start

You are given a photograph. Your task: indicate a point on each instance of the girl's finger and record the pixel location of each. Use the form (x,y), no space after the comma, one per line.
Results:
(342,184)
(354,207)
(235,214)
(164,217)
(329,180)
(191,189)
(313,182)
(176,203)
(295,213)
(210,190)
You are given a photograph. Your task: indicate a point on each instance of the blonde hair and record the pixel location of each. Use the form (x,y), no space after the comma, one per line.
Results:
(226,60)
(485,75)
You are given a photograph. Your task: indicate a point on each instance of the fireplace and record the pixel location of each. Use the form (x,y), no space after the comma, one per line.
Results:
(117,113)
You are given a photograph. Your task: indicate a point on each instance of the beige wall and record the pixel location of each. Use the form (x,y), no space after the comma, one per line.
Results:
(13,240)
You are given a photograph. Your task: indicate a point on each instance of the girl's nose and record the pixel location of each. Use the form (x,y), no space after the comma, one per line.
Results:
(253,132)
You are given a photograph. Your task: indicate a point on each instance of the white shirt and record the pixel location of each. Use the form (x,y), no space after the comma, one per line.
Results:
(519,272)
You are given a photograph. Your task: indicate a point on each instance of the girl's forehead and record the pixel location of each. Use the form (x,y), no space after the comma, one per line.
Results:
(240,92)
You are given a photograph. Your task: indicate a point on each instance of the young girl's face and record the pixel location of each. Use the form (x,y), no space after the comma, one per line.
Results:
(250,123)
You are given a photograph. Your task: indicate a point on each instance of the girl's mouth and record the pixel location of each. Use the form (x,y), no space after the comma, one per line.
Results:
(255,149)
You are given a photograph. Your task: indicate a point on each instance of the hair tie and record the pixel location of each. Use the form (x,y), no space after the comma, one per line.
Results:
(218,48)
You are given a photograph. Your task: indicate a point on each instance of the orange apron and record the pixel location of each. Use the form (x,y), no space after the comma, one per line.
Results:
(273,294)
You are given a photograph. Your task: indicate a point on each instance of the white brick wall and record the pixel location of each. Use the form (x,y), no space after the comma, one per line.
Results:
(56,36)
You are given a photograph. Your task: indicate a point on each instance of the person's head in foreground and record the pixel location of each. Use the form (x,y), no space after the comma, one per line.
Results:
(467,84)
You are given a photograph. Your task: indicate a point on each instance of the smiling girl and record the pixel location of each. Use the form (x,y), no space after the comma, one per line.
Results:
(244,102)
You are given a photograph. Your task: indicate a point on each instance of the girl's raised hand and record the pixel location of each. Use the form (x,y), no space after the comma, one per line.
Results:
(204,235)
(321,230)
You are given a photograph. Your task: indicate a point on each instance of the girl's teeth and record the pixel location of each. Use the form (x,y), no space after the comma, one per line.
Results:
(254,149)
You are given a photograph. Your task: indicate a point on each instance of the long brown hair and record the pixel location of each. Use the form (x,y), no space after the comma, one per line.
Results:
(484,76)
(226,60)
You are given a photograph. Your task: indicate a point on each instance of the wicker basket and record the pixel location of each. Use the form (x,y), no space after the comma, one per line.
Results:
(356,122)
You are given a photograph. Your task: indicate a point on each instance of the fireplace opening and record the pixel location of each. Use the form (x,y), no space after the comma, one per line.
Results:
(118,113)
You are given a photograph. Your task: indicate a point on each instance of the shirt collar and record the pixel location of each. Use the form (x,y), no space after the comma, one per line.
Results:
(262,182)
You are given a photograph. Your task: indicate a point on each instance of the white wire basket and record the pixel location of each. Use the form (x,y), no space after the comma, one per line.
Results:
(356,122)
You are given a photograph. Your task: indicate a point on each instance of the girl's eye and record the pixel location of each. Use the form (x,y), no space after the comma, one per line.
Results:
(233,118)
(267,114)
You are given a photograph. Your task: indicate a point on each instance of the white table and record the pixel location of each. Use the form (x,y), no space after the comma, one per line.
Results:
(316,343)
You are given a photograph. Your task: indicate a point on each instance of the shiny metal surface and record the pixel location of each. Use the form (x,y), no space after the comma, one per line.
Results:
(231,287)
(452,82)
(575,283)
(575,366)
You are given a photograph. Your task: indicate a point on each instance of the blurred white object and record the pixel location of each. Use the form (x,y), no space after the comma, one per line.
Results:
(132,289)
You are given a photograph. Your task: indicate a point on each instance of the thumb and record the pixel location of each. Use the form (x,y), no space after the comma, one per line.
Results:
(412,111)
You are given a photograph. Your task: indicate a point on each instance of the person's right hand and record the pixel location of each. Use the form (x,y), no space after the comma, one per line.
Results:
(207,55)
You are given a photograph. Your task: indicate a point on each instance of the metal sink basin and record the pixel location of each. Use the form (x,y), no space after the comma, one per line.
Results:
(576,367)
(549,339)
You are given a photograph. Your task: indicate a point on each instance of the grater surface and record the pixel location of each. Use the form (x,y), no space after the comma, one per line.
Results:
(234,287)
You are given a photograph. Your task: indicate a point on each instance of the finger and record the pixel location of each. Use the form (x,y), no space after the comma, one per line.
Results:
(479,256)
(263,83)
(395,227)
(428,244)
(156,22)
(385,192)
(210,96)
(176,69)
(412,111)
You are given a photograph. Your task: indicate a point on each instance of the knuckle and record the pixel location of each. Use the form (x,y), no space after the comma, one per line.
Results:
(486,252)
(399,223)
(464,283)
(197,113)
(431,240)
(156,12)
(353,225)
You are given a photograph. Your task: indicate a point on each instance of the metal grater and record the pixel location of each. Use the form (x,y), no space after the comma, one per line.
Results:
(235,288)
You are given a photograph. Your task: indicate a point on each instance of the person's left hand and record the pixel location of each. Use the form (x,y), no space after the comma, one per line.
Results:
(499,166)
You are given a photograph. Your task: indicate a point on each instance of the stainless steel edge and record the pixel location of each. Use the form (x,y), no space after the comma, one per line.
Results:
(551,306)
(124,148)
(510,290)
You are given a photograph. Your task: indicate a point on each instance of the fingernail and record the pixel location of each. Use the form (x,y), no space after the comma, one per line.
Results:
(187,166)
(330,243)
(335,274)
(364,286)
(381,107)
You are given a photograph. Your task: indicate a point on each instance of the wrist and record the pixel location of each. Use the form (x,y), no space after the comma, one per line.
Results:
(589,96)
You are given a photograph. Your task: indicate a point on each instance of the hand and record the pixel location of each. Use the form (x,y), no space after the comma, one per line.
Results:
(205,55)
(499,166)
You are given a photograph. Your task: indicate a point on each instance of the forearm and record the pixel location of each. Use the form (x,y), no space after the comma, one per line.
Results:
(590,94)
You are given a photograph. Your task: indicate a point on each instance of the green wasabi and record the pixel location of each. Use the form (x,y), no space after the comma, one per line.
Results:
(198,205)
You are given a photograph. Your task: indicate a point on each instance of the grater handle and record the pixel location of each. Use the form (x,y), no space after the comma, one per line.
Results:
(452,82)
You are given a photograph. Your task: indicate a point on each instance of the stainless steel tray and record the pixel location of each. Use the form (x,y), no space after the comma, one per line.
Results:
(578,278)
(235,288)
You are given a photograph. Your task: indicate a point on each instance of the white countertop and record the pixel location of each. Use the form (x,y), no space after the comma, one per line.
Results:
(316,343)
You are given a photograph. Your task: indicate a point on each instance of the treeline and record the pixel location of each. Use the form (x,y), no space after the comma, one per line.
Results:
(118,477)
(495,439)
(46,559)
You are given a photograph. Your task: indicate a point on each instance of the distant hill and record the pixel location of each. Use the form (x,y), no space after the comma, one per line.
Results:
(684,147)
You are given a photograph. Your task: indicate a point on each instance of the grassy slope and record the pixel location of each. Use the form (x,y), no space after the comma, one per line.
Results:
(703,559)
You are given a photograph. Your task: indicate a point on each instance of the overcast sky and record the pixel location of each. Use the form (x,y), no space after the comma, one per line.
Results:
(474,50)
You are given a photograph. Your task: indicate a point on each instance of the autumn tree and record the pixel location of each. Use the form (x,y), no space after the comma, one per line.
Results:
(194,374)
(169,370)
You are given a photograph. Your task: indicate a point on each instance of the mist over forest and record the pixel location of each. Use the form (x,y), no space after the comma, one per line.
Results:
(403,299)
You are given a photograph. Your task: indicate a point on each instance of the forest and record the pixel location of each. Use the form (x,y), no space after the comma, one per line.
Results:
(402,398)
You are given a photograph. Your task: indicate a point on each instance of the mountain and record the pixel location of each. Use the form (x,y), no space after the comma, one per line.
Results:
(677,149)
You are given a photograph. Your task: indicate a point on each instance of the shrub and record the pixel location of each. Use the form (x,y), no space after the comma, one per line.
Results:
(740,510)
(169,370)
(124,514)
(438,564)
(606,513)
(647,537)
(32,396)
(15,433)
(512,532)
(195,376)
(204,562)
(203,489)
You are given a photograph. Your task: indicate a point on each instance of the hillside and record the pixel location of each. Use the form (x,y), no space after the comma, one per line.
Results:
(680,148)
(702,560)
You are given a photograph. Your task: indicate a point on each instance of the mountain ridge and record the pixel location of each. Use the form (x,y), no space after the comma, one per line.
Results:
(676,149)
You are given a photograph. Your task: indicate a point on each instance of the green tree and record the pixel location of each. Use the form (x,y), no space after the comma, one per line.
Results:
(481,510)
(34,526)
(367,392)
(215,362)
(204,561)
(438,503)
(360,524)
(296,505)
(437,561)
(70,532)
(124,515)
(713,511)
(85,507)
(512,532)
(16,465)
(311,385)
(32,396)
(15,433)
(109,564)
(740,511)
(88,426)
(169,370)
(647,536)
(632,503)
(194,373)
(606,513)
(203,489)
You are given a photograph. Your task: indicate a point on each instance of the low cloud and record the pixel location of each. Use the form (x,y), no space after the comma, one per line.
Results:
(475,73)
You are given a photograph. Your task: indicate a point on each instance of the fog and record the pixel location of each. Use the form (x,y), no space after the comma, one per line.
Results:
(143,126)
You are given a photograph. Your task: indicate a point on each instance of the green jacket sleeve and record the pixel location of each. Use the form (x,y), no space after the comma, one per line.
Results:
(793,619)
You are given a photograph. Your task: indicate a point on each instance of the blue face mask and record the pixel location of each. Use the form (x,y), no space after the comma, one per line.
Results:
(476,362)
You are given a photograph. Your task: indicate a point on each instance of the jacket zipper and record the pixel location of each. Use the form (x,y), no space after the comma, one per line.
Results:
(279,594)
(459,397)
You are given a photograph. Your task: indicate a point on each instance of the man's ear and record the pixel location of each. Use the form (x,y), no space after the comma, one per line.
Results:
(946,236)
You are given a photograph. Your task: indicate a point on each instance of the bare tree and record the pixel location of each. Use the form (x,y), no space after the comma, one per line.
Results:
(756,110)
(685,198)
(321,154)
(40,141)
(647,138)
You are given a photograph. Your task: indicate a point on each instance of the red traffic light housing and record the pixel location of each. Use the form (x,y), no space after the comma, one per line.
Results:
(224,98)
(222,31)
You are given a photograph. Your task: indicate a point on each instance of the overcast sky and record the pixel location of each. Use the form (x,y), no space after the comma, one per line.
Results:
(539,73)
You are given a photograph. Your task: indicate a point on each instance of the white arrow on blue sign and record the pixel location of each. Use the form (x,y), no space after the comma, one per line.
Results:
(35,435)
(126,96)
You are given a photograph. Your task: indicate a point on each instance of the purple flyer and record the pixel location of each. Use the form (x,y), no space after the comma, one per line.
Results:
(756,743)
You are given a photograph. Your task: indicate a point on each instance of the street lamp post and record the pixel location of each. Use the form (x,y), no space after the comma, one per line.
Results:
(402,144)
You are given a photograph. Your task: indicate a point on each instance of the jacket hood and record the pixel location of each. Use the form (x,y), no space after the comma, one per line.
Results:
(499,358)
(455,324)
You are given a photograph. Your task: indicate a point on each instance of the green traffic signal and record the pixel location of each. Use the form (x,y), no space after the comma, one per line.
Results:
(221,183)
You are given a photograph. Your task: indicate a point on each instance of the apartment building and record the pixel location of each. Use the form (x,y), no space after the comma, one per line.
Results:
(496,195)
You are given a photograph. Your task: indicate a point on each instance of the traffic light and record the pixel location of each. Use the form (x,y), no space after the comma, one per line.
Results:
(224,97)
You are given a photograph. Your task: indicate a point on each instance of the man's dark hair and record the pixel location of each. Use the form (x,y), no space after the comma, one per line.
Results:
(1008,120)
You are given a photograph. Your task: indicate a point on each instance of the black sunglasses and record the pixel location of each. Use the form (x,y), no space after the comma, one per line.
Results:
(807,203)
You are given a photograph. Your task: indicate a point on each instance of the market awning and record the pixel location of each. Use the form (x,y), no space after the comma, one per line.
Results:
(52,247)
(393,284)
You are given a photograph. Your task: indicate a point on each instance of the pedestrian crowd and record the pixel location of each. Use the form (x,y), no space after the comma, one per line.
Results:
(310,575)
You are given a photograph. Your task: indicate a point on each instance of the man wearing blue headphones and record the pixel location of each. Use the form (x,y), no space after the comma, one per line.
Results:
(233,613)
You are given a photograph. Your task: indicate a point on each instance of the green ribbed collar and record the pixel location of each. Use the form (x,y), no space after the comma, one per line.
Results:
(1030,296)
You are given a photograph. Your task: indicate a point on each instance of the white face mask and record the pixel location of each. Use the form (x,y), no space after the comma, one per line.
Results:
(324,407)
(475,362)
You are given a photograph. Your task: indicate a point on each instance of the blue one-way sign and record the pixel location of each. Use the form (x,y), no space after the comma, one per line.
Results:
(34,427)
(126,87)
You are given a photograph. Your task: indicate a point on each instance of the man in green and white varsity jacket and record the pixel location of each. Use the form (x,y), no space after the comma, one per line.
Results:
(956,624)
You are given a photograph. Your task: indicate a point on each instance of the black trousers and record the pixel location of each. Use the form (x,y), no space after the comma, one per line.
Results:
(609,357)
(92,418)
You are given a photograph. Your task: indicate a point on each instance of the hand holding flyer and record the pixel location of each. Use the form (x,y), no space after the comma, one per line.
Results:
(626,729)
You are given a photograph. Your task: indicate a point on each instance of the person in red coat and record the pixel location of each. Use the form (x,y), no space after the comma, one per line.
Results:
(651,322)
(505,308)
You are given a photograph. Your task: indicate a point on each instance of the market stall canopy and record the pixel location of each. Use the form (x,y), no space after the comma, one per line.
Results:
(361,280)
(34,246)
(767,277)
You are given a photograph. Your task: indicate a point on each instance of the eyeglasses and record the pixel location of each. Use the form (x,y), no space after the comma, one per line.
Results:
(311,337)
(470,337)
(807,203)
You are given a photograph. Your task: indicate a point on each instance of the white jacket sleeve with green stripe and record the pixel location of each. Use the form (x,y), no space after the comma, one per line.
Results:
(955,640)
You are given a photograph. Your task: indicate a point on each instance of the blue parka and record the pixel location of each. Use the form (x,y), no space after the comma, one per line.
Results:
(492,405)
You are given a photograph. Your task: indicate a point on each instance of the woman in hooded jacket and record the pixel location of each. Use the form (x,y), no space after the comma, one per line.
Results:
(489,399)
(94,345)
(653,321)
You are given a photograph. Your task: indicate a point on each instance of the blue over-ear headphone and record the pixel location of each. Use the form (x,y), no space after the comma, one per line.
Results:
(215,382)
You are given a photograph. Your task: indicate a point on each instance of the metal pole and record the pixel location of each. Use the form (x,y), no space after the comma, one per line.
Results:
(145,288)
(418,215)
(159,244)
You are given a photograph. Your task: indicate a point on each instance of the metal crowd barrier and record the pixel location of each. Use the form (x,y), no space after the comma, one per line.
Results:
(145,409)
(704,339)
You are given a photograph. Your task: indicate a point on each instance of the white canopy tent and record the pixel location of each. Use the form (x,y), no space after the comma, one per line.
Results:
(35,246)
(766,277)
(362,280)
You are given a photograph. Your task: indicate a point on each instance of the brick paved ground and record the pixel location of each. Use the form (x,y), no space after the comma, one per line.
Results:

end

- STATED TASK -
Repeat, character for character, the lines from the one that holds "the metal crowd" to the final line of the material, inclusive, and no other lines.

- SOLUTION TO THIS TASK -
You are given a photograph. Your task: indicate a point on each instance of the metal crowd barrier and record the pixel location of each. Use the form (x,y), no space after the comma, one per line.
Results:
(145,409)
(704,339)
You are given a photograph. Your task: indicate a point on each instance of the white canopy tent and record the pixel location of each. Use the form (x,y), no space after the comma, one per line.
Results:
(35,246)
(766,277)
(362,280)
You are given a photograph. Your task: indicate a point on each instance of the brick paved ground and record the pixel location of each. Use the form (x,y), no space after the comma, one per line.
Results:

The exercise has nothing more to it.